- **Goal of the exercise**
Locate the line that contains "In the picture above, where can the silver fork", then copy it and all later lines of the data below exactly, through the last one.

Excerpts of pointing data:
[BEGIN]
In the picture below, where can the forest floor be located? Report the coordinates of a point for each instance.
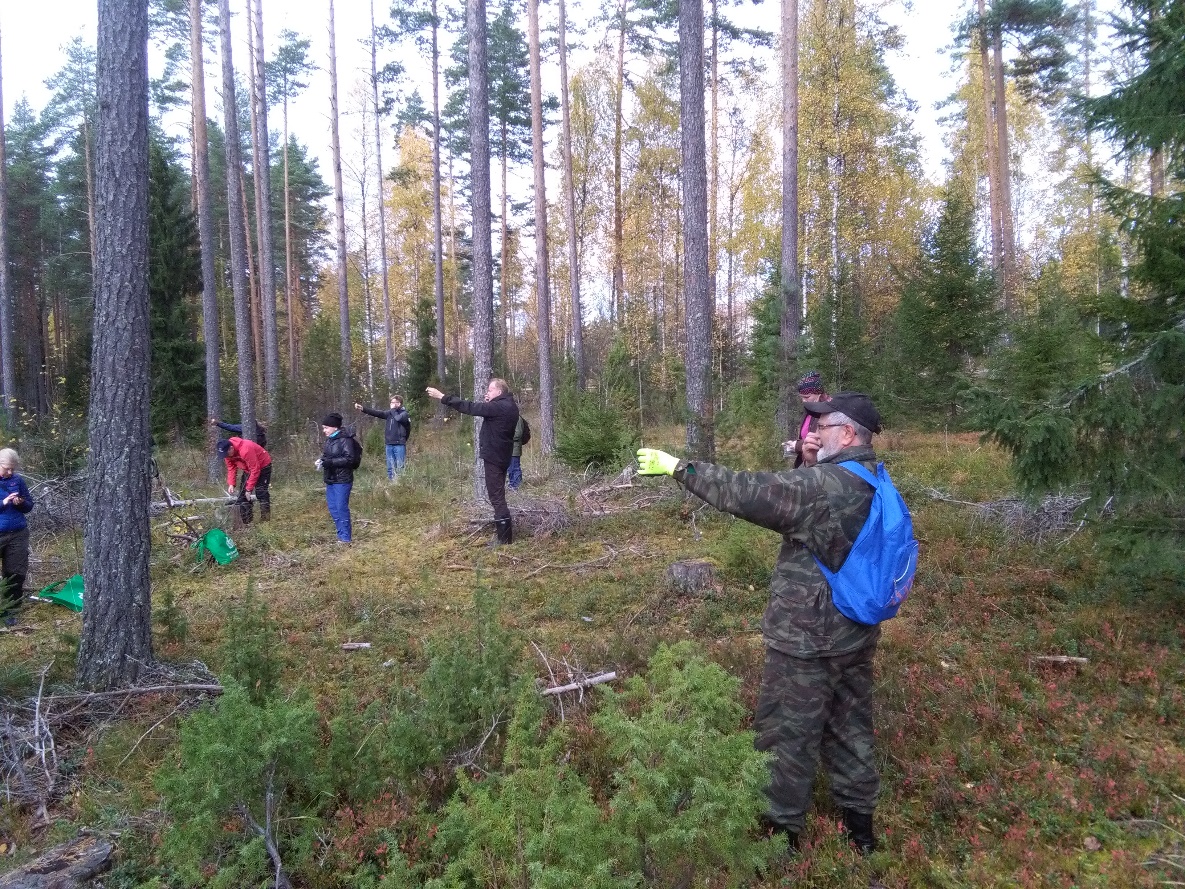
(1001, 765)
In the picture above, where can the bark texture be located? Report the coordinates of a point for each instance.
(542, 279)
(205, 236)
(792, 295)
(116, 627)
(482, 251)
(237, 226)
(339, 204)
(698, 315)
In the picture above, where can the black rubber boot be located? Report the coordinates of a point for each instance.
(858, 826)
(12, 598)
(505, 531)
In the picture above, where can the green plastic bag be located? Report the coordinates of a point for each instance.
(217, 544)
(66, 593)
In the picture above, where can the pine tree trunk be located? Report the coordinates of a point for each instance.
(792, 295)
(116, 627)
(388, 327)
(993, 168)
(437, 250)
(238, 245)
(619, 213)
(482, 256)
(700, 443)
(289, 273)
(262, 170)
(7, 359)
(340, 212)
(543, 302)
(1007, 230)
(565, 149)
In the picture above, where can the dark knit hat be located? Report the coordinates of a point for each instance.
(854, 405)
(811, 384)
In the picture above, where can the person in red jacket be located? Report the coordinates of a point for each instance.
(256, 462)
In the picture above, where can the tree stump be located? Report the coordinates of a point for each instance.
(70, 865)
(691, 577)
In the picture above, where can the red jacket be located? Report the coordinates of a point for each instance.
(250, 458)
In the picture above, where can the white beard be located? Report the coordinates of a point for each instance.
(826, 452)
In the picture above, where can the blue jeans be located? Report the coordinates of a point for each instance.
(337, 498)
(396, 456)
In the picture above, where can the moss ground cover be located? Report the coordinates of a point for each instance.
(1000, 768)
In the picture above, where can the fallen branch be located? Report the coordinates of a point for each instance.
(599, 679)
(71, 865)
(141, 690)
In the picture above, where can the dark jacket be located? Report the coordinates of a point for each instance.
(497, 437)
(12, 518)
(398, 424)
(819, 511)
(340, 456)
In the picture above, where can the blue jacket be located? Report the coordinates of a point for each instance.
(12, 518)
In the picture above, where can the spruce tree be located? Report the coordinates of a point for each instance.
(174, 277)
(946, 317)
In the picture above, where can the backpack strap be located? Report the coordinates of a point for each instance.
(858, 469)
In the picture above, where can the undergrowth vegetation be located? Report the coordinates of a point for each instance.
(429, 760)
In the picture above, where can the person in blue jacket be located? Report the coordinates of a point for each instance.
(14, 503)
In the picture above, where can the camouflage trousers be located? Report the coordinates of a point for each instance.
(812, 708)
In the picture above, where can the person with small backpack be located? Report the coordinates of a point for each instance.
(339, 458)
(815, 696)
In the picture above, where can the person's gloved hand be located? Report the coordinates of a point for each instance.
(652, 461)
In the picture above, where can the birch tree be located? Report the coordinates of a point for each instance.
(695, 230)
(7, 360)
(339, 203)
(482, 256)
(543, 301)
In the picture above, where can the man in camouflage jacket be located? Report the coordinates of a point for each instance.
(817, 688)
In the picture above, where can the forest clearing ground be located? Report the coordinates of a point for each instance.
(998, 768)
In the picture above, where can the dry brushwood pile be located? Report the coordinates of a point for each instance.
(1051, 517)
(572, 503)
(43, 739)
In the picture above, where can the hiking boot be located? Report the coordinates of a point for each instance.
(858, 826)
(505, 531)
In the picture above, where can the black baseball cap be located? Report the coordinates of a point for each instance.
(856, 405)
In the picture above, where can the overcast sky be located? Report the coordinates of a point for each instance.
(33, 33)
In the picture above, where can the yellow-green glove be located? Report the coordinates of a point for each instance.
(655, 462)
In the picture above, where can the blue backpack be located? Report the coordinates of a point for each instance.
(877, 574)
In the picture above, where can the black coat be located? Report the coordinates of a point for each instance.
(497, 437)
(340, 456)
(398, 424)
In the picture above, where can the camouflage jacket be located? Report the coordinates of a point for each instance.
(819, 511)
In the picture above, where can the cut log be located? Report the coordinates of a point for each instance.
(691, 577)
(70, 865)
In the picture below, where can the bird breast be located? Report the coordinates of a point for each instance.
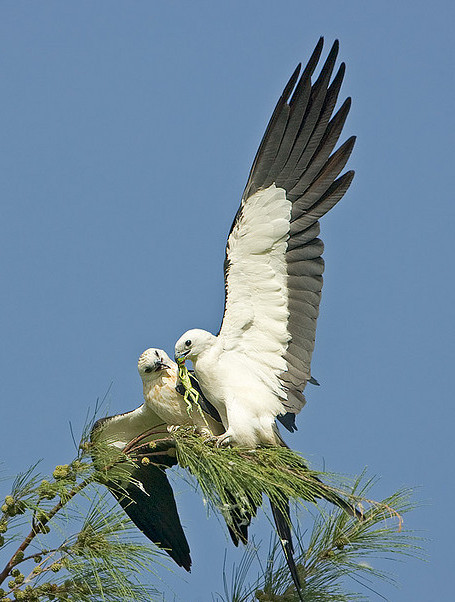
(163, 399)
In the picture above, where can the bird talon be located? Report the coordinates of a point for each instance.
(172, 428)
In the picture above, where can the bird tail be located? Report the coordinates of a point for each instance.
(281, 516)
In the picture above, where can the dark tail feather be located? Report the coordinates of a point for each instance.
(281, 516)
(238, 518)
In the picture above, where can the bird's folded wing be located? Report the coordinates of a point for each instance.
(273, 265)
(144, 491)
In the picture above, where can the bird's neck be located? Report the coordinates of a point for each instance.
(162, 379)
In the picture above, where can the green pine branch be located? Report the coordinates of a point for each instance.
(88, 551)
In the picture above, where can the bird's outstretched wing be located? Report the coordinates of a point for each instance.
(273, 265)
(144, 492)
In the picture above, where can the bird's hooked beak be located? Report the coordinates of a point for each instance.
(157, 366)
(180, 357)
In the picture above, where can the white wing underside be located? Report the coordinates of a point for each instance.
(256, 313)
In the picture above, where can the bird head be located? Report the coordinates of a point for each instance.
(192, 343)
(152, 364)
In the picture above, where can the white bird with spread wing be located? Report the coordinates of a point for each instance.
(256, 368)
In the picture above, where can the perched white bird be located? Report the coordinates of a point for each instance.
(143, 490)
(256, 368)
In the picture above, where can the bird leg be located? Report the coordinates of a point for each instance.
(224, 440)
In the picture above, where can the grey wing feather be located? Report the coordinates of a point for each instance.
(296, 154)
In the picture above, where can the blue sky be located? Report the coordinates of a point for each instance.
(127, 133)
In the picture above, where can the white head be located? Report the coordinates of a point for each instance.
(153, 363)
(192, 343)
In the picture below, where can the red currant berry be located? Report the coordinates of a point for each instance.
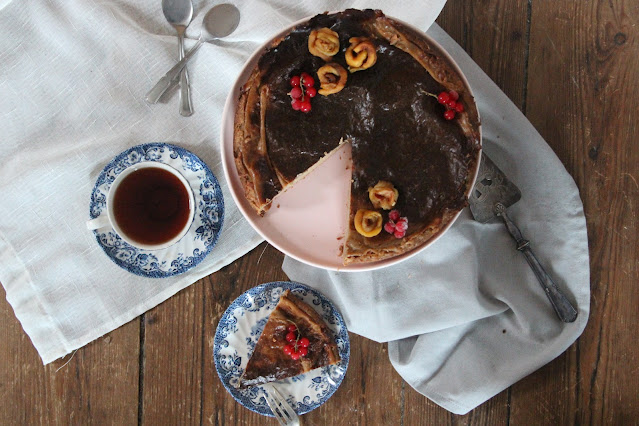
(306, 106)
(311, 92)
(443, 98)
(389, 227)
(449, 115)
(296, 93)
(401, 225)
(308, 81)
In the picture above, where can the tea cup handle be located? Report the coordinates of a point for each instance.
(98, 222)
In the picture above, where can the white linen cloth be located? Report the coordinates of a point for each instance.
(73, 76)
(466, 318)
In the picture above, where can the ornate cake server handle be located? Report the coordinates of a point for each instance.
(564, 309)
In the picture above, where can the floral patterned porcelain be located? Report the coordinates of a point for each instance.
(198, 242)
(238, 332)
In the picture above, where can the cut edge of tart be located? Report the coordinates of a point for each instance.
(292, 324)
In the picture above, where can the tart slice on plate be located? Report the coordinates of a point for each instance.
(295, 340)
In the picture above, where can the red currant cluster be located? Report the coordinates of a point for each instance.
(449, 100)
(302, 91)
(297, 346)
(396, 225)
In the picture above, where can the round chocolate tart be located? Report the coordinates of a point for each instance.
(414, 156)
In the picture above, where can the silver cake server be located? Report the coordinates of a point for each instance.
(492, 195)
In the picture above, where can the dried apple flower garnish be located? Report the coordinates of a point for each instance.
(332, 78)
(323, 43)
(368, 222)
(383, 195)
(361, 54)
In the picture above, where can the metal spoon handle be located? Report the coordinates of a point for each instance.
(165, 82)
(186, 105)
(564, 309)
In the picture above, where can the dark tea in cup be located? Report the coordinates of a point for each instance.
(151, 206)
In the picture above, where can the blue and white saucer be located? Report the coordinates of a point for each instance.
(241, 326)
(200, 238)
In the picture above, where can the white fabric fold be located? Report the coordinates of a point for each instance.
(466, 318)
(73, 76)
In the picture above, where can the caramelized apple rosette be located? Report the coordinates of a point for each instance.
(323, 43)
(332, 77)
(361, 54)
(368, 222)
(383, 195)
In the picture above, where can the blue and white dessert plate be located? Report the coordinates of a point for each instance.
(241, 326)
(201, 237)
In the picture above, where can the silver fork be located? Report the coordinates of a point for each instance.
(281, 409)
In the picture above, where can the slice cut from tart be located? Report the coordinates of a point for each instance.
(295, 340)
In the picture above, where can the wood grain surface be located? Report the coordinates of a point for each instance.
(573, 68)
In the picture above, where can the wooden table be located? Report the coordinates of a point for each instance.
(573, 68)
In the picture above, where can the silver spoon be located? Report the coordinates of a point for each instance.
[END]
- **The reply**
In the picture above, where can the silver fork be located? Report the coordinates of a point for each instance.
(281, 409)
In the picture above, where can the slice cut from tart be located? Report the coordinates of a point for each instance.
(295, 340)
In the picture above, where can the wood grain surface be located? Report the coordinates of a point for each instance.
(573, 68)
In the picture above, where can the wooden table be located? Report the coordinates of a point for each instance.
(573, 68)
In the picture above, where can the silver spoon be located? Report the coordinates of a point for each instance.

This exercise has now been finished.